> **What to produce**
Copy every one of the following records line for line, without changing anything.

Collected data

## Start

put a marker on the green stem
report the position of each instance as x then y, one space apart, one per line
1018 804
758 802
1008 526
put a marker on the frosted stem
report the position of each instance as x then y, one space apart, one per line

## End

> **The result**
put a marker on the green stem
report the position of each instance as x then y, one space apart, one per line
1018 804
758 802
1008 526
put a marker on the frosted stem
report the position of each instance as x then y, one space apart, one per line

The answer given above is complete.